[AIM OF THE EXERCISE] Copy each of the lines below word for word, but omit the pictures.
Start INFORMATION GIVEN
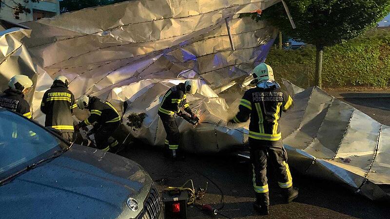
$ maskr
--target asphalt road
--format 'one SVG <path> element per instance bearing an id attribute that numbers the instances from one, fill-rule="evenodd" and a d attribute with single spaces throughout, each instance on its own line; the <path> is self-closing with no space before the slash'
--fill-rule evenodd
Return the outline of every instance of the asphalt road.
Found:
<path id="1" fill-rule="evenodd" d="M 338 96 L 346 97 L 342 92 Z M 388 116 L 390 96 L 378 98 L 359 94 L 346 95 L 343 100 L 384 124 L 390 125 Z M 370 95 L 369 95 L 370 96 Z M 158 148 L 134 144 L 122 156 L 143 166 L 156 182 L 160 191 L 168 186 L 180 186 L 192 179 L 195 187 L 206 187 L 207 192 L 199 201 L 221 208 L 220 212 L 230 218 L 389 218 L 388 203 L 378 203 L 353 194 L 342 186 L 292 172 L 294 186 L 299 196 L 292 203 L 283 203 L 278 195 L 276 180 L 270 176 L 270 215 L 256 215 L 252 206 L 254 201 L 252 170 L 250 164 L 231 157 L 188 155 L 184 161 L 166 159 Z M 292 167 L 293 168 L 293 167 Z M 220 191 L 220 189 L 221 191 Z M 223 203 L 221 203 L 223 195 Z M 190 207 L 188 218 L 226 218 L 214 217 L 196 207 Z"/>

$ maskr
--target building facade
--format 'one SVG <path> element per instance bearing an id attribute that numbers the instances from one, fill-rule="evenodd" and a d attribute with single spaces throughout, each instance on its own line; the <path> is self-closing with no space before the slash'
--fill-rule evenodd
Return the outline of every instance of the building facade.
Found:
End INFORMATION GIVEN
[SOLUTION BELOW]
$ maskr
--target asphalt road
--format 'one SVG <path> element per instance bearing an id attribute that numbers the instances from one, fill-rule="evenodd" and a d attribute with single spaces throughout, each instance on its own line; the <path> is self-closing with no space before the slash'
--fill-rule evenodd
Return the outline of every instance of the asphalt road.
Found:
<path id="1" fill-rule="evenodd" d="M 338 96 L 346 97 L 342 92 Z M 388 116 L 390 96 L 378 98 L 359 94 L 346 95 L 343 100 L 384 124 L 390 125 Z M 370 95 L 369 95 L 370 96 Z M 158 148 L 134 144 L 122 156 L 143 166 L 156 182 L 160 191 L 168 186 L 180 186 L 192 179 L 195 187 L 206 187 L 207 192 L 199 201 L 221 208 L 220 212 L 230 218 L 389 218 L 388 203 L 378 203 L 353 194 L 342 186 L 292 172 L 294 186 L 299 196 L 292 203 L 283 203 L 278 195 L 276 180 L 270 176 L 270 215 L 256 215 L 252 206 L 254 201 L 252 170 L 250 164 L 231 157 L 188 155 L 184 161 L 166 159 Z M 292 167 L 293 168 L 293 167 Z M 220 191 L 220 189 L 221 191 Z M 223 203 L 221 203 L 223 195 Z M 190 207 L 188 218 L 226 218 L 214 217 L 196 207 Z"/>

$ maskr
--target building facade
--format 'one SVG <path> element per instance bearing an id attribute that numbers the instances from one, fill-rule="evenodd" and a d attribute with single spaces throughout, each instance on its own line; the <path> is self-closing with no space before the slash'
--fill-rule evenodd
Return the outline of every instance of the building facade.
Found:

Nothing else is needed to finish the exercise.